Passage:

########################################

Video Screencast Help
Symantec to Separate Into Two Focused, Industry-Leading Technology Companies. Learn more.

V-16-1-17037, V-16-1-17013 -- Notifier Resources faulted atleast one time in a month

Created: 02 Apr 2013 • Updated: 31 Jul 2013 | 10 comments
Zahid.Haseeb's picture
This issue has been solved. See solution.

Environment

OS = Solaris 10 (64bit)

HA/VCS Cluster(without vxvm) = 6.0

Cluster Nodes = two

 

Problem

Notifier resource faulted and gets online again after a while, atleast one time in a month but not at specific time.

Notifier log

2013/03/08 18:08:45 VCS WARNING V-16-1-17037 Notifier:SMTP unknown error
2013/03/10 01:51:18 VCS WARNING V-16-1-17013 Notifier:IPM connection failed

Engine log
2013/03/04 16:14:49 VCS WARNING V-16-1-17049 Notifier:Message 64 is being deleted since message cannot be delivered for more than a hour

Operating Systems:
Discussion Filed Under:

Comments 10 CommentsJump to latest comment

Daniel Matheus's picture

Hello Zahid,

 

These messages are usually seen under the following conditions:

 

1.    SMTP service is not running on SMTP server
2.    SMTP port is blocked (maybe due to firewall)
3.    SMTP service is running on port other than port 25

 

Can you provide the below details?

########################################

Information supplied:
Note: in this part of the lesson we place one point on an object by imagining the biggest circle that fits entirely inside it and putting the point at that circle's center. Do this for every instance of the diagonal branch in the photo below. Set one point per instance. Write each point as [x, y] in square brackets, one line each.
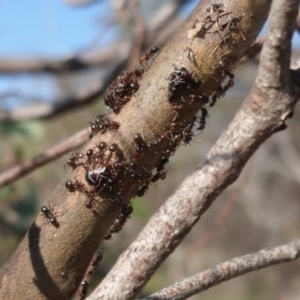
[50, 154]
[230, 269]
[258, 119]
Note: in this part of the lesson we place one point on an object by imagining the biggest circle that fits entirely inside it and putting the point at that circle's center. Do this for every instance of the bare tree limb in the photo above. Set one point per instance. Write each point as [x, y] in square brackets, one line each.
[264, 112]
[51, 261]
[238, 266]
[160, 30]
[50, 154]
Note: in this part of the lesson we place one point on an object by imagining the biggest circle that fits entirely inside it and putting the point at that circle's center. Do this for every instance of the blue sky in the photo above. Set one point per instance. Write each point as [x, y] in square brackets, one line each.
[49, 29]
[53, 29]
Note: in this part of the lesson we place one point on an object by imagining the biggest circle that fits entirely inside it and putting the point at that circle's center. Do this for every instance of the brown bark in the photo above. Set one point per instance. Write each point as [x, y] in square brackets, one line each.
[50, 262]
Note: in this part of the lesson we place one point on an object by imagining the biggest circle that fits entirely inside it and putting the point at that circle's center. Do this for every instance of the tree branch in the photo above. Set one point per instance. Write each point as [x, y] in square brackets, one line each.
[50, 154]
[228, 270]
[258, 119]
[51, 260]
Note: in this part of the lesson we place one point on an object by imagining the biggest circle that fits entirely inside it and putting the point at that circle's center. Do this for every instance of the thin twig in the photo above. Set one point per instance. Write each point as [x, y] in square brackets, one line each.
[262, 114]
[228, 270]
[52, 153]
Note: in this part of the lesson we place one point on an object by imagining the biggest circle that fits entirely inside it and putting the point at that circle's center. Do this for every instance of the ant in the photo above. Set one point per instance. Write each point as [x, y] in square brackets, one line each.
[74, 161]
[84, 287]
[160, 174]
[95, 262]
[49, 216]
[74, 186]
[142, 190]
[120, 221]
[144, 59]
[102, 125]
[140, 143]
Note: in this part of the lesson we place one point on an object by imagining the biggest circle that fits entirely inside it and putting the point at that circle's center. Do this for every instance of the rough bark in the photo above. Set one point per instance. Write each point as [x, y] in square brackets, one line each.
[50, 262]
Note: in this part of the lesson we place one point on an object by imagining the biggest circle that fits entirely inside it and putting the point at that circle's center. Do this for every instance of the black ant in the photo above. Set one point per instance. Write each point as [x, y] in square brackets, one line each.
[74, 186]
[120, 221]
[142, 190]
[84, 287]
[149, 53]
[140, 143]
[95, 262]
[74, 161]
[101, 124]
[48, 214]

########################################

Carry on the forum thread about the faulting Notifier resource from the point where it stops. The records have no connection to the forum thread about the faulting Notifier resource.

Exercise answer:
 

Is the SMTP server address resolved by a DNS server?

Is the SMTP server using port 25?

Can you telnet to this port? (i.e. smtp.localserver 25)

Was there an ifconfig down or general network disruption on the NIC that is configured in the Notifier resource group?

 

Thanks,
Dan

 

 

 

 

If this post has helped you, please vote or mark as solution

Zahid.Haseeb's picture

Thanks Daniel for your suggestion:

 

1.    SMTP service is not running on SMTP server
2.    SMTP port is blocked (maybe due to firewall)
3.    SMTP service is running on port other than port 25

Offcourse SMTP service is running, SMTP is not blocked, SMTP port is running on port 25

==============================================

Is the SMTP server address resolved by a DNS server?

I used IP Address for SMTP Server , in the attribute of java console

Is the SMTP server using port 25?

yes

Can you telnet to this port? (i.e. smtp.localserver 25)

yes I can telnet (ipaddress 25)

Was there an ifconfig down or general network disruption on the NIC that is configured in the Notifier resource group?

Not able to see such thing under /var/log/messages

=============================================

main.cf

 

group ClusterService (
    SystemList = { XXXXXSEC = 0, XXXXXPRI = 1 }
    AutoStartList = { XXXXXPRI }
    Administrators = { XXXXX }
    Operators = { XXXXX, XXXXX, XXXXX }
    )

    NIC CE0 (
        Enabled = 0
        Device @XXXXXSEC = " ce0"
        )

    NotifierMngr NOTIFIER (
        SmtpServer = "172.XX.X.XX"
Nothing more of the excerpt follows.